> **EXERCISE TEXT**
================================
American dancer and choreographer (1877–1927)

Angela Isadora Duncan (May 26, 1877, or May 27, 1878 – September 14, 1927) was an American-born dancer and choreographer, who was a pioneer of modern contemporary dance and performed to great acclaim throughout Europe and the United States. Born and raised in California, she lived and danced in Western Europe, the U.S., and Soviet Russia from the age of 22. She died when her scarf became entangled in the wheel and axle of the car in which she was travelling in Nice, France.

== Early life ==
Angela Isadora Duncan was born in San Francisco, the youngest of the four children of Joseph Charles Duncan (1819–1898), a banker, mining engineer and connoisseur of the arts, and Mary Isadora Gray (1849–1922). Her brothers were Augustin Duncan and Raymond Duncan; her sister, Elizabeth Duncan, was also a dancer. Soon after Isadora's birth, her father was investigated and charged following the collapse of the family’s bank, which coincided with a larger reorganization of San Francisco’s finances, a period of crushing reversals and closing of silver mines. Although the jury voted for his acquittal, Isadora's mother (angered over his infidelities as well as the financial scandal) divorced him, and from then on the family struggled with poverty. Joseph Duncan, along with his third wife and their daughter, died in 1898 when the British passenger steamer SS Mohegan ran aground off the coast of Cornwall.
================================
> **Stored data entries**
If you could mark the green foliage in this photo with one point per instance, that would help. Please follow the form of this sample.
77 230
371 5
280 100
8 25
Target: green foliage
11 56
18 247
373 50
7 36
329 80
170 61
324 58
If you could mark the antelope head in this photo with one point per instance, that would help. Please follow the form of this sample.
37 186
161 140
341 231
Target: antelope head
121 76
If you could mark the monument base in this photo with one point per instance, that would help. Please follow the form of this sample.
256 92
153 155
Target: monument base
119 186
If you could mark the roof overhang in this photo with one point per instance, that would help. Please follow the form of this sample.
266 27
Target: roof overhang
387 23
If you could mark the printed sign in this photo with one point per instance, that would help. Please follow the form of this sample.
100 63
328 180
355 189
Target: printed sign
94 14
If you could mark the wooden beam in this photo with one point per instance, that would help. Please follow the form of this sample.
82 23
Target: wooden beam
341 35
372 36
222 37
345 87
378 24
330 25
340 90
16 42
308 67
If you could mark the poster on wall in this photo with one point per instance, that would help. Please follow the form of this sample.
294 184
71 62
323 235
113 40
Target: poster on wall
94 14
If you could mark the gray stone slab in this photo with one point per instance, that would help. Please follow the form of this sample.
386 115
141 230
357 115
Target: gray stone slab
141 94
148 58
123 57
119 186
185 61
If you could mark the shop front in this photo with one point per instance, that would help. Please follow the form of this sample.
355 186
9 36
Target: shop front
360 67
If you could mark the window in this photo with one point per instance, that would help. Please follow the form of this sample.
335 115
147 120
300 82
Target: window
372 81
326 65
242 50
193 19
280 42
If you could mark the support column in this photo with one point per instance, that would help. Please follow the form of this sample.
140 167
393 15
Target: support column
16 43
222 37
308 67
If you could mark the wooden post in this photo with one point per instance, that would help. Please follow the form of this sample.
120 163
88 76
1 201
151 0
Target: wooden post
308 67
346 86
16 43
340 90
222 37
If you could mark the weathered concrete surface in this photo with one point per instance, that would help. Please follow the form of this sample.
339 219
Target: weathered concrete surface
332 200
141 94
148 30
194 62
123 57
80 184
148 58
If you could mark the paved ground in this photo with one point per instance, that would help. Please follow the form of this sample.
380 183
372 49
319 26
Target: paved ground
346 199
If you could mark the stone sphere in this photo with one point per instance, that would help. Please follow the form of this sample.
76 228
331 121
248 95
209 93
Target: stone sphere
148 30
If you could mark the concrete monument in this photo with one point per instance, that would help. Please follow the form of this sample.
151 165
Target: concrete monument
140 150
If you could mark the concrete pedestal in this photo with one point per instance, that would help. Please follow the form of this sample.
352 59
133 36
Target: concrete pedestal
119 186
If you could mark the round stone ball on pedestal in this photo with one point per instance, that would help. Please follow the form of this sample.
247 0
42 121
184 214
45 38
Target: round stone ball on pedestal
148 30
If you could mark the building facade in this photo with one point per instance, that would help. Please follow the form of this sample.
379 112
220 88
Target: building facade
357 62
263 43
================================
> **EXERCISE OBJECTIVE**
Pick up the Isadora Duncan biography after its final sentence and keep writing it.

> **REPLY**
After her parents' divorce, Isadora's mother moved with her family to Oakland, California, where she worked as a seamstress and piano teacher. Isadora attended school from the ages of six to ten, but she dropped out, having found it constricting. She and her three siblings earned money by teaching dance to local children.

In 1896, Duncan became part of Augustin Daly's theater company in New York, but she soon became disillusioned with the form and craved a different environment with less of a hierarchy.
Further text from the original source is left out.